[GOAL] Print out every record exactly as it appears.
------ DATA SHOWN ------
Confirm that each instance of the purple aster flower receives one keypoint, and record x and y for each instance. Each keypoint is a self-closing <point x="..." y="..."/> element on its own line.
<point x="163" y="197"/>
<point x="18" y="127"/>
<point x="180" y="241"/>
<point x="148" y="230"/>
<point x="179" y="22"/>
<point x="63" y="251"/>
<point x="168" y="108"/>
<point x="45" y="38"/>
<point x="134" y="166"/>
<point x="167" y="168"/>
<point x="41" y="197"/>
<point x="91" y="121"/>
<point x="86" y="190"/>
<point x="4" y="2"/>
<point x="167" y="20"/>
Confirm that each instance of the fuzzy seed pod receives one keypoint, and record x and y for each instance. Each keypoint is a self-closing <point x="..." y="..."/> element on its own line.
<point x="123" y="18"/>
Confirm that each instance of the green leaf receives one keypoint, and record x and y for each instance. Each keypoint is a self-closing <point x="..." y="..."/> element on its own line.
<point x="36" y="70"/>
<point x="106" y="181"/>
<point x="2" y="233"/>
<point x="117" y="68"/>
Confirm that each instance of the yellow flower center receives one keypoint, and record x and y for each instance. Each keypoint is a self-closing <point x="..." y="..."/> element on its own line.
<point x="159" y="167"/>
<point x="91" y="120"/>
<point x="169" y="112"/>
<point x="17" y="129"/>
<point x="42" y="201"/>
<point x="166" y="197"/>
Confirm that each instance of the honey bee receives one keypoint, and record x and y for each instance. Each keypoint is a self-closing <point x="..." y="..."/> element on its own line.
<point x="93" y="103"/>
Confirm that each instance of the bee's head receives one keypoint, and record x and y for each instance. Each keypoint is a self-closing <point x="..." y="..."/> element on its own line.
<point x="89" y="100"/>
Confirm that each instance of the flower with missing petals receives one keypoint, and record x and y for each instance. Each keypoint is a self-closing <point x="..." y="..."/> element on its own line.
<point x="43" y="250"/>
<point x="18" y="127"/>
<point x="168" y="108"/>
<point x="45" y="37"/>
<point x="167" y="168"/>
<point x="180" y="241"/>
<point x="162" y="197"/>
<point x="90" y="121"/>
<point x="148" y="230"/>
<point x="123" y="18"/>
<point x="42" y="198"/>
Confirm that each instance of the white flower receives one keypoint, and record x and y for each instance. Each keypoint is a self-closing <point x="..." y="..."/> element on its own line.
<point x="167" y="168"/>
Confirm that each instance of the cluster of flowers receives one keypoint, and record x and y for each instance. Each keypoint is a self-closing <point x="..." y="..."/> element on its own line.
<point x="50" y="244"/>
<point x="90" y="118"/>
------
[EXPECTED ANSWER]
Confirm that each instance of the purple aster flower receives one keypoint, and record x and y for each instance. Each keypoint is a self-closing <point x="..." y="..."/> element on its own line.
<point x="163" y="197"/>
<point x="18" y="127"/>
<point x="180" y="241"/>
<point x="148" y="230"/>
<point x="179" y="22"/>
<point x="63" y="251"/>
<point x="168" y="108"/>
<point x="45" y="38"/>
<point x="134" y="166"/>
<point x="167" y="168"/>
<point x="41" y="197"/>
<point x="91" y="121"/>
<point x="86" y="190"/>
<point x="4" y="2"/>
<point x="167" y="20"/>
Confirm that each instance of the fuzzy seed pod receives one keypoint, and record x and y for each instance. Each keypoint is a self-closing <point x="..." y="..."/> element on its own line.
<point x="123" y="18"/>
Confirm that each instance of the green leaf receives one keypoint, and record x and y for each instance. Each keypoint is a self-closing <point x="..." y="..."/> element on its own line.
<point x="36" y="70"/>
<point x="106" y="181"/>
<point x="2" y="233"/>
<point x="117" y="68"/>
Confirm that each instance of the yellow flower center receives one keypoint, and record x and y for each instance. Each keypoint is a self-closing <point x="..." y="..."/> element on its own line.
<point x="159" y="167"/>
<point x="91" y="120"/>
<point x="169" y="112"/>
<point x="17" y="129"/>
<point x="42" y="201"/>
<point x="166" y="197"/>
Confirm that each instance of the honey bee receives one keypoint, and record x and y for each instance. Each keypoint is a self-closing <point x="..." y="..."/> element on its own line.
<point x="93" y="103"/>
Confirm that each instance of the bee's head receives one keypoint, and record x and y for each instance. Each keypoint is a self-closing <point x="..." y="..."/> element on its own line.
<point x="89" y="100"/>
Confirm that each instance of the flower with missing petals receives one keypoint, and record x and y for each instance. Each keypoint is a self-closing <point x="..." y="..."/> element on its own line.
<point x="43" y="250"/>
<point x="18" y="127"/>
<point x="168" y="108"/>
<point x="45" y="37"/>
<point x="167" y="168"/>
<point x="180" y="241"/>
<point x="162" y="197"/>
<point x="90" y="121"/>
<point x="148" y="230"/>
<point x="123" y="18"/>
<point x="42" y="198"/>
Confirm that each instance of the white flower receives one keypoint, and record x and y for each instance. Each keypoint is a self-closing <point x="..." y="..."/> element on its own line.
<point x="167" y="168"/>
Confirm that each instance of the cluster of flowers receives one keypoint, and record x and y for each instance. Each keypoint is a self-closing <point x="..." y="..."/> element on its own line.
<point x="50" y="244"/>
<point x="90" y="118"/>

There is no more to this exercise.